Task goal => Write out every one of the rows below word for word, with nothing changed.

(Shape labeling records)
# # # #
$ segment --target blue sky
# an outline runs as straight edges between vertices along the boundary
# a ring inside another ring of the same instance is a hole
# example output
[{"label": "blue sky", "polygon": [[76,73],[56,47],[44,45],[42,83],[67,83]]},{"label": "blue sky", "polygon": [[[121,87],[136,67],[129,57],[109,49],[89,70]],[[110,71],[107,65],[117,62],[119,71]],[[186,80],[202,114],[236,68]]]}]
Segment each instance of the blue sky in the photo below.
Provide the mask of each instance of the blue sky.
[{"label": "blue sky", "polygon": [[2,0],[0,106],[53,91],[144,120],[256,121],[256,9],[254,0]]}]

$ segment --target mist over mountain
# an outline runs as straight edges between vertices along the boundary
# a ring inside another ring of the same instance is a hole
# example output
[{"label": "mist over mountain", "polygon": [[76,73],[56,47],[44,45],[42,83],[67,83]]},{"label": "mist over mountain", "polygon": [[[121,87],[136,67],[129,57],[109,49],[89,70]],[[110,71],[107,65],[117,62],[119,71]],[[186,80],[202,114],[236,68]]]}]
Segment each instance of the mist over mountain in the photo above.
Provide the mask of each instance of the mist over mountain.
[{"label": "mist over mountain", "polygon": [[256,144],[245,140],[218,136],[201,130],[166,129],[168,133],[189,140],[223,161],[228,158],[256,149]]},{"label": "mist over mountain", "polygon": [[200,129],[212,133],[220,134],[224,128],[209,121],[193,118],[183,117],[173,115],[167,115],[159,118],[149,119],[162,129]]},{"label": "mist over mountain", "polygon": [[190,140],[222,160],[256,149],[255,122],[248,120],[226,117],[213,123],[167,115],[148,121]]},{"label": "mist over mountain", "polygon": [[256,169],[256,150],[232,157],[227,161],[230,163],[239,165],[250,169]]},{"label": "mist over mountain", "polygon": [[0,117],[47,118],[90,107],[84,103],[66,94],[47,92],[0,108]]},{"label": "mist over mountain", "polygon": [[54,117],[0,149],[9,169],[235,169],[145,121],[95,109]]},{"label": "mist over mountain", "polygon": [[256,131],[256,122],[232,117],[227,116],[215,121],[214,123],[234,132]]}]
# # # #
The answer =>
$ segment --target blue sky
# an outline runs as straight edges between vertices along the boundary
# a ring inside another ring of the same instance is a hole
# example output
[{"label": "blue sky", "polygon": [[76,73],[56,47],[44,45],[42,83],[67,83]]},{"label": "blue sky", "polygon": [[[121,87],[136,67],[129,57],[109,49],[89,70]],[[110,71],[107,65],[117,62],[119,71]],[[186,80],[202,114],[236,68]]]}]
Segment each instance of the blue sky in the photo below.
Provide the mask of each instance of the blue sky.
[{"label": "blue sky", "polygon": [[2,0],[0,106],[53,91],[144,120],[256,121],[256,9],[254,0]]}]

$ segment --target mist over mountain
# an outline runs as straight edges between vertices along the boundary
# a ring inside another ring of the same instance is a hole
# example output
[{"label": "mist over mountain", "polygon": [[76,73],[56,47],[44,45],[42,83],[67,83]]},{"label": "mist over mountain", "polygon": [[[121,87],[136,67],[129,57],[109,49],[89,70]],[[110,71],[107,65],[117,62],[119,71]],[[186,80],[202,114],[236,68]]]}]
Segment each instance of the mist over mountain in the photo above.
Provide the mask of each instance of the mist over mountain.
[{"label": "mist over mountain", "polygon": [[256,144],[245,140],[218,136],[201,130],[166,129],[168,133],[189,140],[223,161],[228,158],[256,149]]},{"label": "mist over mountain", "polygon": [[200,129],[212,133],[220,134],[224,128],[209,121],[193,118],[183,117],[173,115],[167,115],[159,118],[149,119],[162,129]]},{"label": "mist over mountain", "polygon": [[190,140],[222,160],[256,149],[255,122],[248,120],[226,117],[213,123],[167,115],[148,121]]},{"label": "mist over mountain", "polygon": [[256,169],[256,150],[232,157],[227,161],[230,163],[239,165],[250,169]]},{"label": "mist over mountain", "polygon": [[0,117],[47,118],[90,107],[84,103],[66,94],[47,92],[0,108]]},{"label": "mist over mountain", "polygon": [[54,117],[0,149],[9,169],[235,169],[145,121],[95,109]]},{"label": "mist over mountain", "polygon": [[256,131],[256,122],[232,117],[227,116],[215,121],[214,123],[234,132]]}]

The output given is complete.